→ **Problem requirements**: Extract the complete listing and repeat it word for word.

→ **Exercise inputs**:
┌────────
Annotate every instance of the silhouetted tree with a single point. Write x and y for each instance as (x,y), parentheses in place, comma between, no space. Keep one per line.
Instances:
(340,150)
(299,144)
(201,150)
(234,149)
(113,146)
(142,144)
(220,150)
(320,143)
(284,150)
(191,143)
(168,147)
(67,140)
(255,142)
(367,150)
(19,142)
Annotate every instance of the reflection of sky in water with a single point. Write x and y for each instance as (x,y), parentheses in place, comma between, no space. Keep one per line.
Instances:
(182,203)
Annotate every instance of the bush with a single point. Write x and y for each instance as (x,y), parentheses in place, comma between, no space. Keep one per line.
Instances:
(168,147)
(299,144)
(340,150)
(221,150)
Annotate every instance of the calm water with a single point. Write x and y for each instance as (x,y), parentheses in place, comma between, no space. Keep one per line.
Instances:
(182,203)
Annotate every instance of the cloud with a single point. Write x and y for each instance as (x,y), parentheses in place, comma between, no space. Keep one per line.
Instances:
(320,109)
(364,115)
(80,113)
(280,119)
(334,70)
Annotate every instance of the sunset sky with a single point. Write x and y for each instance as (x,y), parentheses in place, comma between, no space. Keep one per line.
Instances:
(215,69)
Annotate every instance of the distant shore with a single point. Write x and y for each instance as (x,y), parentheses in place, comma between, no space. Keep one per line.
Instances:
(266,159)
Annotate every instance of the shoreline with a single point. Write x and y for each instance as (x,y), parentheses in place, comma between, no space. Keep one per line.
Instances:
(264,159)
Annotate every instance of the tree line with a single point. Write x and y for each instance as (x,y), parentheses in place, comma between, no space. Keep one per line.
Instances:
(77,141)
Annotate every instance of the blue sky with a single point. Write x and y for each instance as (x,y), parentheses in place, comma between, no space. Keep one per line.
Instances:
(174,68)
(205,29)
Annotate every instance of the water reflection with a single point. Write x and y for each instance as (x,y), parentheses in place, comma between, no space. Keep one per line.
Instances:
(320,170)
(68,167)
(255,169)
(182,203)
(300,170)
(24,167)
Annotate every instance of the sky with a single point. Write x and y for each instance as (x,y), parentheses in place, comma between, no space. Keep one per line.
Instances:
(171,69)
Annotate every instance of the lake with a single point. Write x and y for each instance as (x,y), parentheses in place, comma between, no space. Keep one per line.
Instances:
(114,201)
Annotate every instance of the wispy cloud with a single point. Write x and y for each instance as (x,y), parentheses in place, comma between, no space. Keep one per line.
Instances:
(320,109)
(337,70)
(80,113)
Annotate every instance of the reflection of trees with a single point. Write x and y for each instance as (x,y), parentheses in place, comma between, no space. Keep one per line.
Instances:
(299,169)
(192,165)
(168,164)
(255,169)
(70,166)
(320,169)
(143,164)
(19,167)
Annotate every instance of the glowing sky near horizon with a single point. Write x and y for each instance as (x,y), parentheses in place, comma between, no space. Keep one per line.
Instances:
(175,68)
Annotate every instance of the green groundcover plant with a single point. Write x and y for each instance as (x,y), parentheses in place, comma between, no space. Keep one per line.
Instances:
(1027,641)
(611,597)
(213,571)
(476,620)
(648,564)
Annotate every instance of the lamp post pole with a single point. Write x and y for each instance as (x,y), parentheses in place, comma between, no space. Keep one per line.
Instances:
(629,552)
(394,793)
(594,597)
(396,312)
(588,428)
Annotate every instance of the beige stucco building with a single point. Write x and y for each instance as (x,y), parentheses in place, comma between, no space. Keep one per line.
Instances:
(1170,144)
└────────
→ **Output for this task**:
Annotate every instance of the silhouetted tree with a single point. Write x and y for each instance as (x,y), parentheses in place, comma between, no space. Keep one per line.
Instances:
(340,150)
(299,144)
(201,150)
(234,149)
(113,146)
(142,144)
(220,150)
(320,143)
(284,150)
(191,143)
(168,147)
(67,140)
(255,142)
(367,150)
(19,142)
Annotate every instance of the reflection of sky in water with a single point. Write x and y for each instance as (x,y), parentheses in place, comma between, no space. Keep one per line.
Instances:
(182,203)
Annotate every instance of the bush with a single point. Write x and y for each instance as (x,y), parentheses in place, comma between, no space. Keep one per line.
Instances:
(168,147)
(299,144)
(340,150)
(221,150)
Annotate every instance of the calm water with a single point. Write x and y for each instance as (x,y), parentheses in place, comma between, no space. Keep one per line.
Instances:
(182,203)
Annotate every instance of the cloud with a single point. Write x and y for each instance as (x,y), parentheses in place, comma between, no space. Keep one per line.
Instances:
(320,109)
(364,115)
(80,113)
(280,119)
(334,70)
Annotate every instance of the sunset sky with a single point. Write x and y for each instance as (x,y), parentheses in place, comma between, no space. Keep one per line.
Instances:
(215,69)
Annotate every instance of the distant shore with a single point. Write x and y for each instance as (x,y), parentheses in place, comma between, no space. Keep one per line.
Instances:
(266,159)
Annotate every instance of the shoreline with a single point. Write x and y for each instance as (x,y), parentheses in place, comma between, no space. Keep one per line.
Instances:
(264,159)
Annotate every instance of the tree line with a single point. Write x and y for each instance as (x,y), parentheses in place, comma between, no space. Keep one per line.
Instances:
(77,141)
Annotate every instance of the blue sky with a single point. Write x and y for each instance as (x,y), parentheses in place, comma between, no space. Keep one per line.
Instances:
(174,68)
(205,29)
Annotate every instance of the water reflection with a single point. Write x and y for each instance as (x,y), parentheses in place, comma between, no space. Keep one per line.
Instances:
(320,170)
(68,167)
(255,169)
(182,203)
(300,170)
(24,167)
Annotate every instance of the sky with a single point. Write x and y for each instance as (x,y), parentheses in place, comma between, no space. Keep one per line.
Instances:
(171,69)
Annotate every instance of the lake with a single point. Write x and y for each instance as (x,y), parentheses in place, comma between, no space. Keep one per line.
Instances:
(114,201)
Annotate every instance of the wispy cloud with a single point. Write x and y for each instance as (x,y), parentheses in place, comma between, no space. Keep one per line.
Instances:
(320,109)
(337,70)
(80,113)
Annotate every instance of the reflection of trees with a single point. Write x and y for each instance as (x,y), parentheses in place, comma between, no space. Keep one per line.
Instances:
(299,169)
(192,165)
(168,164)
(255,169)
(70,166)
(320,169)
(143,164)
(19,167)
Annotate every instance of the glowing sky near horizon with a single point. Write x and y for each instance as (x,y), parentheses in place, comma between, no space. Keep one per line.
Instances:
(175,68)
Annotate every instance of the green groundcover plant with a single point. Write x and y for each instance as (x,y), parentheses in place, comma between, no space. Keep one per line.
Instances:
(1027,641)
(611,597)
(213,571)
(476,620)
(648,564)
Annotate every instance of the lamp post pole with a single point. Write x and y for each instance as (x,y), parentheses in place, comma between, no space. Keep one per line.
Instances:
(629,552)
(394,793)
(594,597)
(396,312)
(588,428)
Annotate every instance of the beige stucco building with a single point. Write x and y for each instance as (x,y), parentheses in place, comma between, no space. Keep one per line.
Instances:
(1170,144)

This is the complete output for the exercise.